(Data items)
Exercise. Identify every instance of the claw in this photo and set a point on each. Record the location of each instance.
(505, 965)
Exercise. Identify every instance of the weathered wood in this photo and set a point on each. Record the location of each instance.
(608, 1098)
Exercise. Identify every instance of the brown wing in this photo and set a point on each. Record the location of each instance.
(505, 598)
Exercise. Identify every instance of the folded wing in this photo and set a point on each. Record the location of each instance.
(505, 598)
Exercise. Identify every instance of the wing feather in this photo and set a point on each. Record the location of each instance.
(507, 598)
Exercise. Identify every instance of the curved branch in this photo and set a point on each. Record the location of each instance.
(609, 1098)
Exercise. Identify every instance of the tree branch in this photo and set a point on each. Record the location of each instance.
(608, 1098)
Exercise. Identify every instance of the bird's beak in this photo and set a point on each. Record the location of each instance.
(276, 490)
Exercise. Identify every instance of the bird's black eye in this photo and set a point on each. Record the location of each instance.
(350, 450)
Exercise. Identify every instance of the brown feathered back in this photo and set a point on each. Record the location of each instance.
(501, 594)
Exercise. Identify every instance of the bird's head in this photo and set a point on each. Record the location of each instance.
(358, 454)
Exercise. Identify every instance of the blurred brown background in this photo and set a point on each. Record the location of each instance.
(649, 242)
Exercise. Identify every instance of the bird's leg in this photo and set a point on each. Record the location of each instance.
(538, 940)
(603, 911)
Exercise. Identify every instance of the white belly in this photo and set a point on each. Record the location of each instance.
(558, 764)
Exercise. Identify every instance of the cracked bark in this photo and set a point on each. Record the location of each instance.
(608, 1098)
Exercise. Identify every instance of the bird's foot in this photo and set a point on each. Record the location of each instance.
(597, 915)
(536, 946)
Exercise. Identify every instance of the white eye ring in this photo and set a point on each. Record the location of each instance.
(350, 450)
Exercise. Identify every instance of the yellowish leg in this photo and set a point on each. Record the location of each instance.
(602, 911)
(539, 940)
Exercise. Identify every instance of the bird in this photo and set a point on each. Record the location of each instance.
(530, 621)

Task details: For this exercise, copy the lines from the one that contains "Exercise. Identify every instance of the blurred" through the last line of the records, exactly and only those.

Exercise answer:
Exercise. Identify every instance of the blurred brown background in this photo and set a point on each. Record the location of each instance.
(649, 242)
Exercise. Identify every instance of the bird's leg in this photo and set a point on each. Record the location of each instance.
(538, 940)
(603, 911)
Exercise. Identify every instance of the white belly in this photo and set a point on each. Record the location of each instance.
(558, 764)
Exercise. Identify every instance of the cracked bark in this photo and set a point on each. Record the location of each instance.
(608, 1098)
Exercise. Identify every instance of the bird's foot in this photo and set a point on each. Record the location of each instance.
(597, 915)
(536, 946)
Exercise. Identify every instance of the white eye ring in this photo and set a point on each. Record the location of each instance.
(350, 450)
Exercise. Identify every instance of the yellowish leg in this photo and set a point on each. Record the location of each instance.
(602, 911)
(539, 940)
Exercise. Identify every instance of the bird in this photo and set a point on each. Record the location of each instance.
(530, 621)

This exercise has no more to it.